Benyamin Netanyahou est d’ailleurs violemment critiqué pour son manque d’empathie et son mépris de la vie des otages. Depuis le 14 octobre, les rassemblements sont quotidiens devant le ministère de la Défense, situé rue Kaplan, dans le centre de Tel-Aviv. Une banderole associe une photo du premier ministre à un seul mot : « Démission ».
Devant le mur où sont affichées des photos de la plupart des otages, Mona Hanoch enrage contre Netanyahou : « Tous ces gens (les otages – NDLR) doivent revenir à la maison. Ce gouvernement a échoué d’une façon colossale. Ces gens kidnappés, c’est insoutenable. » Un sentiment général que résume Lior, le militant communiste de Jérusalem : « Même les otages, il n’est pas capable de les protéger. »

**Travail à faire:**
#1 Selon l'extrait choisi, dans quelle rue se situe le ministère de la Défense devant lequel ont lieu les rassemblements ?
#2 Prolongez l'extrait choisi sur les rassemblements de Tel-Aviv en reprenant après sa dernière phrase.
Les lignes présentées ensuite ne sont pas nécessaires.

**Lignes:**
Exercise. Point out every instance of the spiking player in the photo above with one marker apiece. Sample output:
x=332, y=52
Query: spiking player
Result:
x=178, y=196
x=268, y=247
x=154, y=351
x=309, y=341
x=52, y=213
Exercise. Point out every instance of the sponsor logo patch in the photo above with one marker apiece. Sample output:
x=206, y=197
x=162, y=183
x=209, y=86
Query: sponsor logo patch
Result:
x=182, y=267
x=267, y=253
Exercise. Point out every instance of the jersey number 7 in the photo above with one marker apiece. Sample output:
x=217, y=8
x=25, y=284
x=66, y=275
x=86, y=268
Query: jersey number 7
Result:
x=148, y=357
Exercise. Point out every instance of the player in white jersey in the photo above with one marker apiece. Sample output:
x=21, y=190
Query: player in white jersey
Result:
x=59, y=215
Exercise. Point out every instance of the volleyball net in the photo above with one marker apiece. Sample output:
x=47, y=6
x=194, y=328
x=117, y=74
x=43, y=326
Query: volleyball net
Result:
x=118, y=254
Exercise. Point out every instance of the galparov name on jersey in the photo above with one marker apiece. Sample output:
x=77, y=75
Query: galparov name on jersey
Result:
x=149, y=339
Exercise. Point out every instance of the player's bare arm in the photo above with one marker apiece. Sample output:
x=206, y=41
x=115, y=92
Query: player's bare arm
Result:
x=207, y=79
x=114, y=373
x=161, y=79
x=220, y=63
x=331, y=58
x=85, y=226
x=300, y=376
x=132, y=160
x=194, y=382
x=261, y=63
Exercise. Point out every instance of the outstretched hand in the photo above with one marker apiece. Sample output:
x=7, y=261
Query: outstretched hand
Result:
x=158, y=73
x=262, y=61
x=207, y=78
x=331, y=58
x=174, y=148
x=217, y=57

**Réponses aux consignes:**
#1 Rue Kaplan, dans le centre de Tel-Aviv.

#2
Si le gouvernement est pointé du doigt, l’armée semble pour l’heure échapper aux critiques, dans un pays où elle constitue un élément central de la vie sociale. Le mouvement historique des « refuzniks », ces objecteurs de conscience qui refusent de servir, est au plus bas. « Avant cette guerre, le mouvement allait grandissant (dans le contexte des manifestations contre le gouvernement – NDLR), mais la guerre change la donne. Pour cette période en particulier, je n’ai pas entendu parler de réservistes, de soldats refusant de servir », témoigne de son bureau à Tel-Aviv le journaliste et activiste Haggai Matar, directeur du site indépendant +972 Magazine et lui-même condamné pour son refus de servir. Même réponse de la part d’Adam Keller, ou bien de Dov et Lior, qui précisent que « dans cette période, la société ne l’accepte pas ».
Au téléphone, Yehuda Shaul, le cofondateur de Breaking the Silence, exprime avec franchise le traumatisme et le tiraillement de la société israélienne. « Dans une tragédie comme celle-ci, avec de tels massacres, vous avez deux directions : l’humanité et la compassion, ou bien la rage et le désir de revanche. Malheureusement, la majorité éprouve ce sentiment de colère et de revanche. Mais nous devons poursuivre notre bataille, car je pense qu’il n’y a pas d’autre voie. »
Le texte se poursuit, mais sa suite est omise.